[EXERCISE REQUIREMENTS]
Quote the lines below from the one containing "If you could pin the tower" to the final line, both ends included; exclude the pictures.

[SUPPLIED DATA]
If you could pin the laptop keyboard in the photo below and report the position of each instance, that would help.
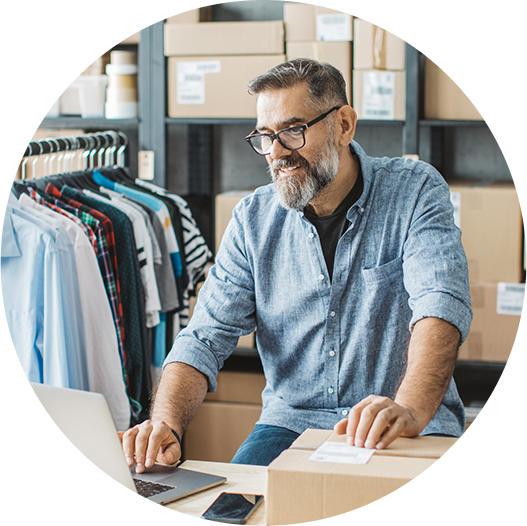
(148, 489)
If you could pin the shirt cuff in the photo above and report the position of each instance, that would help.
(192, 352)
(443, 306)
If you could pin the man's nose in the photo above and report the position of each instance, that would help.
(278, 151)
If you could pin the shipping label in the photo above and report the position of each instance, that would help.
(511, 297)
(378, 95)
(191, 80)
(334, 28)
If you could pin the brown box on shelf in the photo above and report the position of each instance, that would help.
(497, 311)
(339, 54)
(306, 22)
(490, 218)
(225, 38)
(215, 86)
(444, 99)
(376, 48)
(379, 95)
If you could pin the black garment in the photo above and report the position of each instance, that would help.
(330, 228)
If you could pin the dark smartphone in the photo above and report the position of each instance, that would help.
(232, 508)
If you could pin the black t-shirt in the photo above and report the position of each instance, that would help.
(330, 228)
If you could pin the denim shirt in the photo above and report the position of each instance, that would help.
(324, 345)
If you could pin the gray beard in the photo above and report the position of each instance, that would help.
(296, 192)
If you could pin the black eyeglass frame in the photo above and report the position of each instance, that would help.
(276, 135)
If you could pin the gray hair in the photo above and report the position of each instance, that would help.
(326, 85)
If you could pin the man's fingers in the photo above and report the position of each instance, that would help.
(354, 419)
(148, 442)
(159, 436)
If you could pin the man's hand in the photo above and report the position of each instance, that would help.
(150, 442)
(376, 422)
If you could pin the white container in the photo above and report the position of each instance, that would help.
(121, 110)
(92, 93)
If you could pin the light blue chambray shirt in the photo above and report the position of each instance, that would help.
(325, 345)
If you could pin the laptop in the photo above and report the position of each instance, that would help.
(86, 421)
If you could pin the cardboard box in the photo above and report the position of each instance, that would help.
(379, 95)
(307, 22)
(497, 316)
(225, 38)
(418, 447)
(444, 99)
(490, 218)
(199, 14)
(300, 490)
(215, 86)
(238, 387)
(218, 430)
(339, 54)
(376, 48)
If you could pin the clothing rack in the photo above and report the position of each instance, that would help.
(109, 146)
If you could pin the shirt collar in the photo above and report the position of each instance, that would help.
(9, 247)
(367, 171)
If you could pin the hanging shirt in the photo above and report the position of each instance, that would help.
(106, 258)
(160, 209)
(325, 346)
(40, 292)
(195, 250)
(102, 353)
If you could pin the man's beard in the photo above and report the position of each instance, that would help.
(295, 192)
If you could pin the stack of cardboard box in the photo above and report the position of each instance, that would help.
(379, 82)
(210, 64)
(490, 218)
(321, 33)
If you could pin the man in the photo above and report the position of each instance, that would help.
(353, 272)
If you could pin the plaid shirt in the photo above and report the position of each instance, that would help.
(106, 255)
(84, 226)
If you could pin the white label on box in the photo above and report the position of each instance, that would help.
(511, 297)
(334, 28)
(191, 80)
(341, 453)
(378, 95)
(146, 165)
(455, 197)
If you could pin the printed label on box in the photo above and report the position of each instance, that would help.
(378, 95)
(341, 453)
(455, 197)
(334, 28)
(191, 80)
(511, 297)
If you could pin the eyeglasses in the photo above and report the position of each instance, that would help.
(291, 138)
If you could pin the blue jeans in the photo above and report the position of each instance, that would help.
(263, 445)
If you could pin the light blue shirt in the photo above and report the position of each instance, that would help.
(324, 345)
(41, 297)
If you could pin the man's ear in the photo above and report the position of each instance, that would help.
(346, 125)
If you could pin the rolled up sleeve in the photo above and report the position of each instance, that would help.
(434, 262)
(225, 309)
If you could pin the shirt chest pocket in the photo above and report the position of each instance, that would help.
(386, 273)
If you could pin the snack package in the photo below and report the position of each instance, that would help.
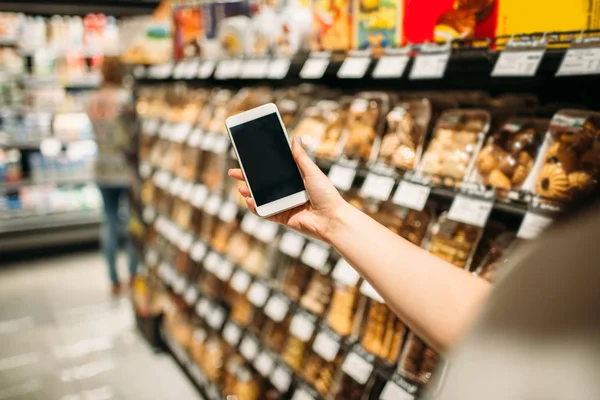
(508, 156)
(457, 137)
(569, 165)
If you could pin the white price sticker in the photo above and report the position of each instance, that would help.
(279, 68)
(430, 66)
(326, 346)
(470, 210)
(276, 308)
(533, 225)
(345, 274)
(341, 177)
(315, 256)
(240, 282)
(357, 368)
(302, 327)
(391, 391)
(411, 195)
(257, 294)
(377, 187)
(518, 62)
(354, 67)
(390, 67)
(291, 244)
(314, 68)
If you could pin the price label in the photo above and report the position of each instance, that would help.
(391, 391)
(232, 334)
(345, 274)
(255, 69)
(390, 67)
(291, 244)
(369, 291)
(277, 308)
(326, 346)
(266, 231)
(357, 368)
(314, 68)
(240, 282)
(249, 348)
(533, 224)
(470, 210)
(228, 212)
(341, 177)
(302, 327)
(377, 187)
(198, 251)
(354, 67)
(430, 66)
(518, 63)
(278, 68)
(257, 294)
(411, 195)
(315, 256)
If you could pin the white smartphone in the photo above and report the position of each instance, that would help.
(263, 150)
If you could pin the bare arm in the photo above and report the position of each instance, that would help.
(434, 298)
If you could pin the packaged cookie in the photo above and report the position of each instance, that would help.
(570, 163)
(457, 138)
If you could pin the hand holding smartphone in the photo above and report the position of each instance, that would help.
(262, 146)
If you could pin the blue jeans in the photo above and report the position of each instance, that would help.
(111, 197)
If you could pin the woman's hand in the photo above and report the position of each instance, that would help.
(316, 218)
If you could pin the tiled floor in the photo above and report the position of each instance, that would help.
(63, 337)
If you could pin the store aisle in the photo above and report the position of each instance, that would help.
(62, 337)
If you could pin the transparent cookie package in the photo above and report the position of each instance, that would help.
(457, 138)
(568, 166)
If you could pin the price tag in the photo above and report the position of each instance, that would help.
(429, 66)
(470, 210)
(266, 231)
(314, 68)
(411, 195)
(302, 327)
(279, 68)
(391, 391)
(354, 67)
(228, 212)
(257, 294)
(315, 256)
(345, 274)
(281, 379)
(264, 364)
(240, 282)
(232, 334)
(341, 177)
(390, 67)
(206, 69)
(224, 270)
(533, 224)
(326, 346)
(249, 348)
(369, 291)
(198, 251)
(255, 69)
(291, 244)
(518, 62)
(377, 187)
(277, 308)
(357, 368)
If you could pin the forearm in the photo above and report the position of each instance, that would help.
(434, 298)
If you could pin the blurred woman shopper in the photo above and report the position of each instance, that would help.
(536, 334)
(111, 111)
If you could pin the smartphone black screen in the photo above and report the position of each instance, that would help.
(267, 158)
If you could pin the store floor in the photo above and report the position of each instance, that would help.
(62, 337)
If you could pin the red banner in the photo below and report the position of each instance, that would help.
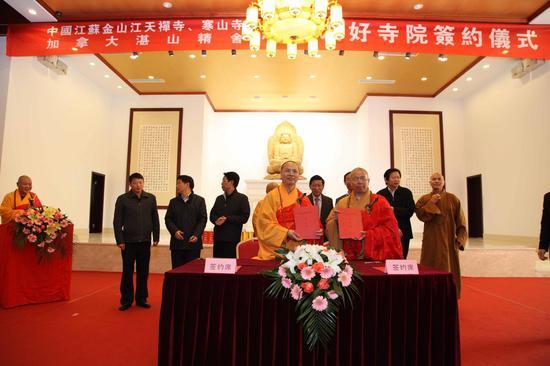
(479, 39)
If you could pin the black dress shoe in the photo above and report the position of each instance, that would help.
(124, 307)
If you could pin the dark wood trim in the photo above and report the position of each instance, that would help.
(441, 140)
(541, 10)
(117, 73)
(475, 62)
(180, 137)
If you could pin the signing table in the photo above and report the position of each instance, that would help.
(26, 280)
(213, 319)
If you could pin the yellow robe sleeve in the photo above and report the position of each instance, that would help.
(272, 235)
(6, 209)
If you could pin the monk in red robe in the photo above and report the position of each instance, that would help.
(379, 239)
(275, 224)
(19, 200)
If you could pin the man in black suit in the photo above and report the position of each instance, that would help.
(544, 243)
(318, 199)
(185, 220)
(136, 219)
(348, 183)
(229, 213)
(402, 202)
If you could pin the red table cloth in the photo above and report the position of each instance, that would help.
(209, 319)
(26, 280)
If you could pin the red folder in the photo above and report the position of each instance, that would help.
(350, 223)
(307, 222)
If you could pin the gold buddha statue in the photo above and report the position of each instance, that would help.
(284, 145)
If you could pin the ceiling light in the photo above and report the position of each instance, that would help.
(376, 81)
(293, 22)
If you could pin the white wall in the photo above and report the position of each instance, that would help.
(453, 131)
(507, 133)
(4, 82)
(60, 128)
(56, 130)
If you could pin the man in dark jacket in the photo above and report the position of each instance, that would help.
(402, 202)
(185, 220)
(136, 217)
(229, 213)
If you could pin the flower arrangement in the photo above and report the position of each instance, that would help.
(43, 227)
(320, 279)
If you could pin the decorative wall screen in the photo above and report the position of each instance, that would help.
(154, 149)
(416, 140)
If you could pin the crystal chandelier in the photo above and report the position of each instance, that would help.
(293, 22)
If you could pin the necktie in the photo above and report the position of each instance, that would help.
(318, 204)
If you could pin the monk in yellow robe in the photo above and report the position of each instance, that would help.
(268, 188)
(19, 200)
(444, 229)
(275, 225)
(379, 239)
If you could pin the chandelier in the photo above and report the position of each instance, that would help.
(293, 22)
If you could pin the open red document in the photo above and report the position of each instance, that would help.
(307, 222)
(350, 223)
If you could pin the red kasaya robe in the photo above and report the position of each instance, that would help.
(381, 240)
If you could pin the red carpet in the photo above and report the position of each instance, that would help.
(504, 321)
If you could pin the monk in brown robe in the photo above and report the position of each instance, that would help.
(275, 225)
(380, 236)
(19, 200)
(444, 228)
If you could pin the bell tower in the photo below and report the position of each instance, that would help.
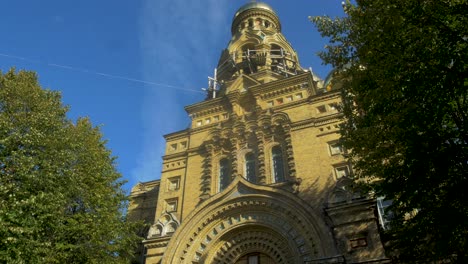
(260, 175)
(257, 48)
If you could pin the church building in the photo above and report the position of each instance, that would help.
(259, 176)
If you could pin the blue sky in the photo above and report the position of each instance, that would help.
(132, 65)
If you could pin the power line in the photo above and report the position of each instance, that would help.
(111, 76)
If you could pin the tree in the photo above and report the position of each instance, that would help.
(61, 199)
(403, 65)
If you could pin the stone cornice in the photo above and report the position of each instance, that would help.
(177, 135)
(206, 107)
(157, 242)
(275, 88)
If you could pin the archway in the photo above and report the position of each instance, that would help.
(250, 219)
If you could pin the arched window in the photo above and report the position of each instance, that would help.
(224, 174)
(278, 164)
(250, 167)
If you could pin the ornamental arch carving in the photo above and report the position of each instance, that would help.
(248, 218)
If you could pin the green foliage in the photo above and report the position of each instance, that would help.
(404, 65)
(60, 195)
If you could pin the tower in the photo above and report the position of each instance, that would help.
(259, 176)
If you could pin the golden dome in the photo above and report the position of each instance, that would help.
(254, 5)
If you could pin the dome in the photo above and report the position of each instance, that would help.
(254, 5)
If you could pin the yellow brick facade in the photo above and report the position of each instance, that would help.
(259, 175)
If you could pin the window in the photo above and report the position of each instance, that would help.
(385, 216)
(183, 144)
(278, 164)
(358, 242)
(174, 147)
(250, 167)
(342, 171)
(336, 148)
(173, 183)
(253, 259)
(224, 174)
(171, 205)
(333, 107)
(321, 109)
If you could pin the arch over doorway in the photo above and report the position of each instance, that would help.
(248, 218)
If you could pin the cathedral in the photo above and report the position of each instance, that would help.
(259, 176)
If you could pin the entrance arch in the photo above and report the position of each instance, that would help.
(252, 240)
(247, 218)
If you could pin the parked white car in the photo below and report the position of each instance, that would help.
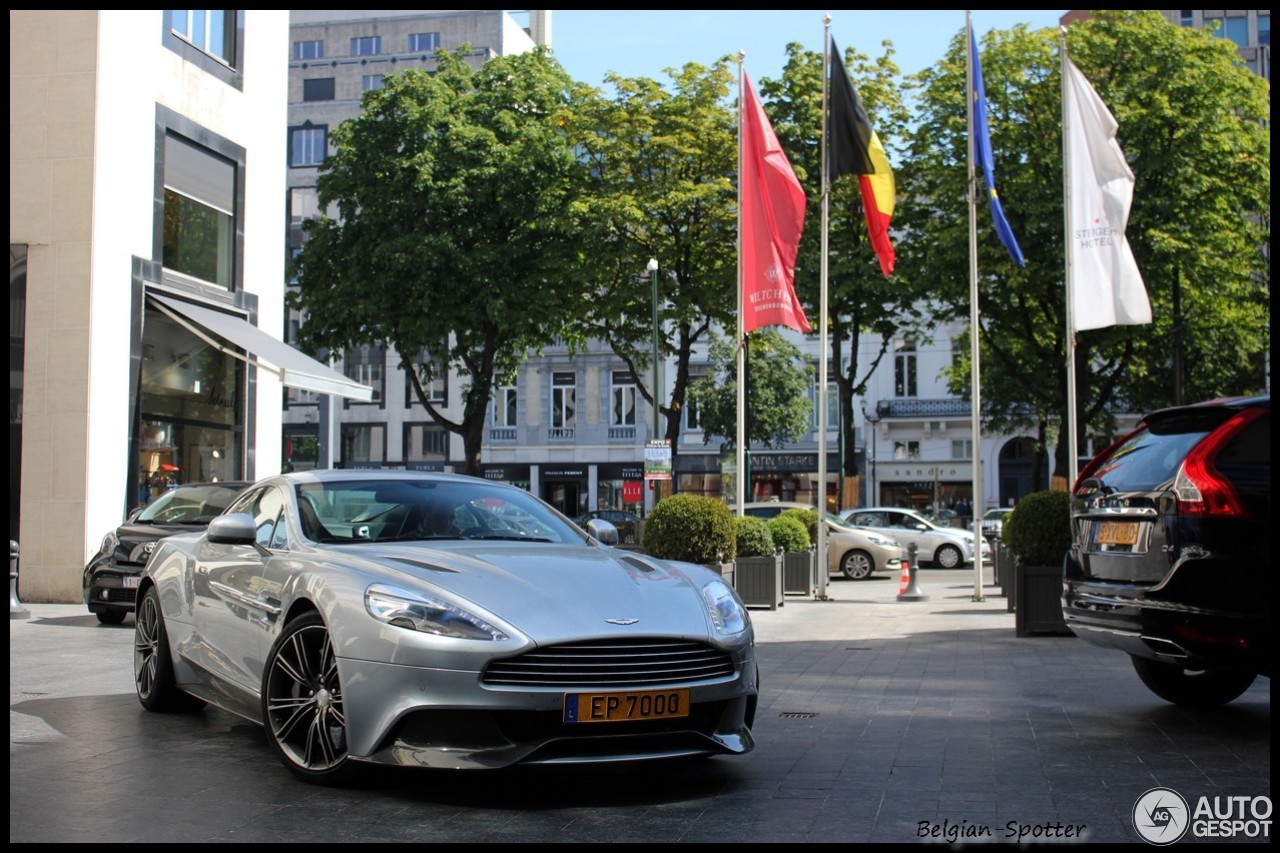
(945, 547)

[REPLY]
If you could pin the tower in the photo above and report the position of each instance, that would help.
(259, 176)
If you could pin the golden dome in the photo above and report the position of each instance, that would help.
(254, 5)
If you could pin the dome in the photo above and report the position of each instance, that would help.
(254, 5)
If you could pin the yellow brick facade in the photo above and report the position of each instance, that would help.
(259, 175)
If you could pin the window in the photo above and report the position of each instance, that would help.
(385, 216)
(183, 144)
(278, 164)
(358, 242)
(174, 147)
(250, 167)
(342, 171)
(336, 148)
(173, 183)
(253, 259)
(224, 174)
(171, 205)
(333, 107)
(321, 109)
If you could pin the arch over doorway in the photo above and report the position of each instance, that would help.
(248, 218)
If you could pin the cathedral in the photo above and report the position of each instance, that would help.
(259, 176)
If you could pin the entrance arch in the photo above and report the position of each instance, that would help.
(252, 240)
(247, 218)
If you could pin the parked white car in the photo below and report the position of each instance, that would help.
(945, 547)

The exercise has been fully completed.